**Information given:**
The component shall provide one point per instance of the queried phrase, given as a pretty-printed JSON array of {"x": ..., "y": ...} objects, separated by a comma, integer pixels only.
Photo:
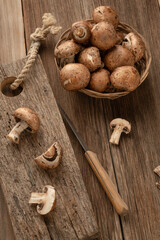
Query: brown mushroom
[
  {"x": 81, "y": 31},
  {"x": 120, "y": 36},
  {"x": 67, "y": 49},
  {"x": 91, "y": 58},
  {"x": 119, "y": 125},
  {"x": 135, "y": 44},
  {"x": 157, "y": 170},
  {"x": 45, "y": 201},
  {"x": 125, "y": 78},
  {"x": 74, "y": 76},
  {"x": 103, "y": 36},
  {"x": 107, "y": 14},
  {"x": 99, "y": 80},
  {"x": 118, "y": 56},
  {"x": 26, "y": 119},
  {"x": 51, "y": 158}
]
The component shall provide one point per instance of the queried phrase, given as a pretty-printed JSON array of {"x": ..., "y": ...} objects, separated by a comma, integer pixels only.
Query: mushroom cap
[
  {"x": 118, "y": 56},
  {"x": 107, "y": 14},
  {"x": 51, "y": 158},
  {"x": 120, "y": 36},
  {"x": 29, "y": 116},
  {"x": 74, "y": 76},
  {"x": 91, "y": 58},
  {"x": 99, "y": 80},
  {"x": 125, "y": 78},
  {"x": 135, "y": 44},
  {"x": 50, "y": 200},
  {"x": 67, "y": 49},
  {"x": 122, "y": 123},
  {"x": 103, "y": 36},
  {"x": 81, "y": 31}
]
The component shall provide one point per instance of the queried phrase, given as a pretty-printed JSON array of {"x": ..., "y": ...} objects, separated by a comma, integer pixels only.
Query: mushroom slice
[
  {"x": 67, "y": 49},
  {"x": 51, "y": 158},
  {"x": 135, "y": 44},
  {"x": 119, "y": 125},
  {"x": 157, "y": 170},
  {"x": 27, "y": 119},
  {"x": 46, "y": 200}
]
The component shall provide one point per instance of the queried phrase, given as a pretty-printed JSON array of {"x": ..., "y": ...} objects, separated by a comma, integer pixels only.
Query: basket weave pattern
[{"x": 142, "y": 66}]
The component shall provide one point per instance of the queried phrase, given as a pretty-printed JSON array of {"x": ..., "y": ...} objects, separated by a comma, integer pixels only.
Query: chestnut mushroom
[
  {"x": 99, "y": 80},
  {"x": 26, "y": 119},
  {"x": 68, "y": 49},
  {"x": 119, "y": 125},
  {"x": 120, "y": 36},
  {"x": 118, "y": 56},
  {"x": 74, "y": 76},
  {"x": 46, "y": 200},
  {"x": 91, "y": 58},
  {"x": 81, "y": 31},
  {"x": 103, "y": 36},
  {"x": 135, "y": 44},
  {"x": 107, "y": 14},
  {"x": 51, "y": 158},
  {"x": 125, "y": 78}
]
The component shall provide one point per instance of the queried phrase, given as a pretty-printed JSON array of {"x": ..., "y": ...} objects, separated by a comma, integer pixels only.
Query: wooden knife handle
[{"x": 118, "y": 203}]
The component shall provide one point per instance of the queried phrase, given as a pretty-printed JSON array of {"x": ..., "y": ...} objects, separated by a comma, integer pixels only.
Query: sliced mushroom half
[
  {"x": 45, "y": 201},
  {"x": 51, "y": 158}
]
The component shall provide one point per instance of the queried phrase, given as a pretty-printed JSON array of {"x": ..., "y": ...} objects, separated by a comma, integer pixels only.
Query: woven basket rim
[{"x": 127, "y": 28}]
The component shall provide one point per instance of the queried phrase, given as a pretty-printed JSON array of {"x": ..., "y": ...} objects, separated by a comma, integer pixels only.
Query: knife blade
[{"x": 106, "y": 182}]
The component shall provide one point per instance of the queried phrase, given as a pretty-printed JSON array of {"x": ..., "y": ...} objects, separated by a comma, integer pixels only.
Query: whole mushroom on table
[{"x": 102, "y": 48}]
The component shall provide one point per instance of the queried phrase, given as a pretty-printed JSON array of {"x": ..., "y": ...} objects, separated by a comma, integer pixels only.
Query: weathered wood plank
[
  {"x": 131, "y": 164},
  {"x": 73, "y": 215},
  {"x": 12, "y": 31},
  {"x": 12, "y": 48}
]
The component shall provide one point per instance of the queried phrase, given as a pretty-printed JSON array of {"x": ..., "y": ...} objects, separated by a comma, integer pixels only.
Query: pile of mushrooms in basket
[{"x": 102, "y": 57}]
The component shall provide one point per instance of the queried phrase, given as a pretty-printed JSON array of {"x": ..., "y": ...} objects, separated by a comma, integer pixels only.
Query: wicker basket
[{"x": 142, "y": 66}]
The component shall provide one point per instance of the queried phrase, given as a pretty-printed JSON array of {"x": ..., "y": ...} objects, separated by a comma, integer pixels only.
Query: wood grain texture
[
  {"x": 131, "y": 164},
  {"x": 12, "y": 48},
  {"x": 12, "y": 31},
  {"x": 73, "y": 216}
]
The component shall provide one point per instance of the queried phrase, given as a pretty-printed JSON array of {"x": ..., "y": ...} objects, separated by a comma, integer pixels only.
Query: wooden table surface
[{"x": 131, "y": 164}]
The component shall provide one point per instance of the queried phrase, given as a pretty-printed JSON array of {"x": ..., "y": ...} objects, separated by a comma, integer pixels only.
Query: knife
[{"x": 110, "y": 189}]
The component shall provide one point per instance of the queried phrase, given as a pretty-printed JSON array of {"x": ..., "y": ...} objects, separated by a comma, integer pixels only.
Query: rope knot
[{"x": 49, "y": 26}]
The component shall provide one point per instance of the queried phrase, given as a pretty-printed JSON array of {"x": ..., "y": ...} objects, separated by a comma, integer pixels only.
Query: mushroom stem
[
  {"x": 16, "y": 131},
  {"x": 37, "y": 198},
  {"x": 80, "y": 32},
  {"x": 115, "y": 137}
]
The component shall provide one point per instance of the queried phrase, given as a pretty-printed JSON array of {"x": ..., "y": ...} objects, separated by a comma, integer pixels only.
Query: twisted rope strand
[{"x": 49, "y": 26}]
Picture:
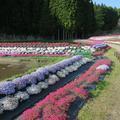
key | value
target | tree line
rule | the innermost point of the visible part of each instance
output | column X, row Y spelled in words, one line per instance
column 56, row 19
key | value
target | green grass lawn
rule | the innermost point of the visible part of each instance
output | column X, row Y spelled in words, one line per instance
column 17, row 66
column 106, row 106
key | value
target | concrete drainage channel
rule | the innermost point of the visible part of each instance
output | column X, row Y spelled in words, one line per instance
column 10, row 115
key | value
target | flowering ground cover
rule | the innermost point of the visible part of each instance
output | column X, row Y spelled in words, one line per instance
column 106, row 105
column 38, row 49
column 56, row 104
column 17, row 66
column 60, row 92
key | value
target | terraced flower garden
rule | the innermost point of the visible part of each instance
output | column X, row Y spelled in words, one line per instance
column 54, row 77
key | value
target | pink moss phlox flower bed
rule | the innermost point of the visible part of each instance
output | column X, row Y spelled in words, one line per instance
column 56, row 104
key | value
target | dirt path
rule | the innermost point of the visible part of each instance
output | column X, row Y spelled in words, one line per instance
column 107, row 105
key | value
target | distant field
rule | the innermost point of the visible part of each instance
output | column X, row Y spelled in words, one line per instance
column 16, row 66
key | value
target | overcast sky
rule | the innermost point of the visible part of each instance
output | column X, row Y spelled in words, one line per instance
column 113, row 3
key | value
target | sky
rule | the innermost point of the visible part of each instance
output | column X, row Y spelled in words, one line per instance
column 113, row 3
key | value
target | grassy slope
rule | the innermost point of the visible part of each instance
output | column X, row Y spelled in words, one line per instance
column 16, row 66
column 107, row 105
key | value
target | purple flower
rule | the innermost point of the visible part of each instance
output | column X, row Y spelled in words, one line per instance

**Task:** Leave out the pictures and output the rest of the material exactly as written.

**Answer for this exercise:**
The component shall provide one point per instance of the queried phrase, given as a pretty-printed JSON array of {"x": ..., "y": ...} objects, separated by a comma, integer pixels only.
Photo:
Query: brown mushroom
[
  {"x": 81, "y": 31},
  {"x": 120, "y": 36},
  {"x": 67, "y": 49},
  {"x": 91, "y": 58},
  {"x": 119, "y": 125},
  {"x": 135, "y": 44},
  {"x": 157, "y": 170},
  {"x": 45, "y": 201},
  {"x": 125, "y": 78},
  {"x": 74, "y": 76},
  {"x": 103, "y": 36},
  {"x": 107, "y": 14},
  {"x": 99, "y": 80},
  {"x": 118, "y": 56},
  {"x": 26, "y": 119},
  {"x": 51, "y": 158}
]
The component shall provide one point per instance of the queried phrase, given as a pretty-printed JSON array of {"x": ..., "y": ...} objects, separated by a comma, integer pixels only.
Query: mushroom cap
[
  {"x": 118, "y": 56},
  {"x": 107, "y": 14},
  {"x": 51, "y": 158},
  {"x": 120, "y": 36},
  {"x": 29, "y": 116},
  {"x": 74, "y": 76},
  {"x": 91, "y": 58},
  {"x": 99, "y": 80},
  {"x": 125, "y": 78},
  {"x": 135, "y": 44},
  {"x": 50, "y": 200},
  {"x": 67, "y": 49},
  {"x": 122, "y": 123},
  {"x": 103, "y": 36},
  {"x": 81, "y": 31}
]
The component shall provide one point per instance of the queried phrase, given as a pretty-printed JSON array of {"x": ..., "y": ...} objects, separated by a comma, integer pixels only.
Query: mushroom slice
[
  {"x": 67, "y": 49},
  {"x": 51, "y": 158},
  {"x": 135, "y": 44},
  {"x": 119, "y": 125},
  {"x": 157, "y": 170},
  {"x": 27, "y": 119},
  {"x": 46, "y": 200}
]
The component shall provide one point per instance of the queried phrase, given as a pretty-printed JSON array of {"x": ..., "y": ...} objects, separated by a comma, integer pixels only.
Query: basket weave pattern
[{"x": 142, "y": 66}]
The component shall provide one point per instance of the queried phrase, given as a pretty-printed JSON array of {"x": ..., "y": ...} objects, separated by a comma, integer pixels only.
Query: chestnut mushroom
[
  {"x": 99, "y": 80},
  {"x": 26, "y": 119},
  {"x": 68, "y": 49},
  {"x": 119, "y": 125},
  {"x": 120, "y": 36},
  {"x": 118, "y": 56},
  {"x": 74, "y": 76},
  {"x": 46, "y": 200},
  {"x": 91, "y": 58},
  {"x": 81, "y": 31},
  {"x": 103, "y": 36},
  {"x": 135, "y": 44},
  {"x": 107, "y": 14},
  {"x": 51, "y": 158},
  {"x": 125, "y": 78}
]
The component shall provide one point per instance of the queried phrase, given as a pretty-printed JSON array of {"x": ..., "y": ...} objects, separated by a comma, integer pixels only.
Query: wooden knife handle
[{"x": 118, "y": 203}]
The component shall provide one point per instance of the queried phrase, given as a pretty-printed JSON array of {"x": ..., "y": ...} objects, separated by a comma, integer pixels only.
Query: sliced mushroom half
[
  {"x": 45, "y": 201},
  {"x": 51, "y": 158}
]
The component shall provide one point per instance of the queried phrase, given as a pretty-printed JSON array of {"x": ..., "y": ...} objects, separated by a comma, integer pixels only.
Query: woven basket rim
[{"x": 127, "y": 28}]
The component shall provide one point per instance of the queried phrase, given as a pretty-printed JSON array of {"x": ..., "y": ...} objects, separated by a comma, integer pixels only.
Query: knife blade
[{"x": 106, "y": 182}]
The component shall provide one point per instance of the queried phrase, given as a pretty-printed JSON array of {"x": ..., "y": ...} objects, separated by a comma, integer pixels only.
Query: whole mushroom on table
[{"x": 102, "y": 48}]
The component shall provide one point per instance of the queried phrase, given as a pretty-printed JSON array of {"x": ..., "y": ...} objects, separated by a comma, integer pixels only.
Query: weathered wood plank
[
  {"x": 131, "y": 164},
  {"x": 73, "y": 215},
  {"x": 12, "y": 31},
  {"x": 12, "y": 48}
]
The component shall provide one point per instance of the queried phrase, given as a pretty-printed JSON array of {"x": ..., "y": ...} objects, separated by a comma, integer pixels only.
Query: pile of mushrooms in basket
[{"x": 102, "y": 57}]
The component shall provide one point per instance of the queried phrase, given as a pretty-printed JSON array of {"x": ..., "y": ...} objects, separated by a comma, integer pixels only.
Query: wicker basket
[{"x": 142, "y": 66}]
The component shall provide one point per instance of the queried phrase, given as a pretty-printed JSON array of {"x": ..., "y": ...} objects, separated by a comma, integer pixels only.
Query: wood grain texture
[
  {"x": 131, "y": 164},
  {"x": 12, "y": 48},
  {"x": 12, "y": 31},
  {"x": 73, "y": 216}
]
The component shall provide one point per instance of the queried phrase, given as a pretty-printed JSON array of {"x": ..., "y": ...} objects, separated by a comma, integer pixels only.
Query: wooden table surface
[{"x": 131, "y": 164}]
The component shall provide one point per instance of the queried phrase, given as a pretty-printed JSON array of {"x": ..., "y": ...} objects, separated by a comma, integer pixels only.
Query: knife
[{"x": 110, "y": 189}]
The component shall provide one point per instance of the queried phrase, given as a pretty-printed JSON array of {"x": ..., "y": ...} objects, separated by a comma, integer pixels only.
Query: rope knot
[{"x": 49, "y": 26}]
The component shall provide one point per instance of the queried phrase, given as a pretty-printed JSON array of {"x": ..., "y": ...} objects, separated by a comma, integer pixels only.
Query: mushroom stem
[
  {"x": 16, "y": 131},
  {"x": 37, "y": 198},
  {"x": 80, "y": 32},
  {"x": 115, "y": 137}
]
The component shall provide one point per instance of the queried phrase, given as a pretty-printed JSON array of {"x": ..., "y": ...} objects, separated by a comma, integer pixels only.
Query: twisted rope strand
[{"x": 49, "y": 26}]
Picture:
key | value
target | tree line
rule | the innermost point of the visible part of each instance
output | column X, row Y spelled in words, one line per instance
column 56, row 19
key | value
target | green grass lawn
rule | the innermost point of the visible part of each instance
output | column X, row Y spelled in words, one line per instance
column 17, row 66
column 106, row 106
key | value
target | concrete drainage channel
rule | the innermost point of the visible part of each instance
output | column X, row Y spelled in words, one line per instance
column 10, row 115
key | value
target | flowering ground cover
rule | the innermost point of the visible part of each instance
output | column X, row Y spelled in words, one line per instance
column 106, row 105
column 38, row 49
column 56, row 104
column 17, row 66
column 60, row 92
key | value
target | terraced flower garden
rule | the innermost point of the visible part of each instance
output | column X, row Y spelled in words, one line per instance
column 54, row 77
key | value
target | pink moss phlox flower bed
rule | the innermost point of the visible part of each instance
output | column X, row Y spelled in words, one line per instance
column 56, row 104
key | value
target | dirt path
rule | the innermost point of the visible part of each instance
output | column X, row Y spelled in words, one line per instance
column 107, row 105
key | value
target | distant field
rule | the innermost point of the visible part of each instance
output | column X, row Y spelled in words, one line per instance
column 16, row 66
key | value
target | overcast sky
rule | the innermost point of the visible part of each instance
output | column X, row Y spelled in words, one line per instance
column 113, row 3
key | value
target | sky
rule | the innermost point of the visible part of each instance
output | column X, row Y spelled in words, one line per instance
column 113, row 3
key | value
target | grassy slope
rule | the innermost point of the visible part of each instance
output | column X, row Y spelled in words, one line per instance
column 16, row 66
column 107, row 105
key | value
target | purple flower
rule | the innermost point of the visible part of each instance
output | column X, row Y spelled in words, one line per instance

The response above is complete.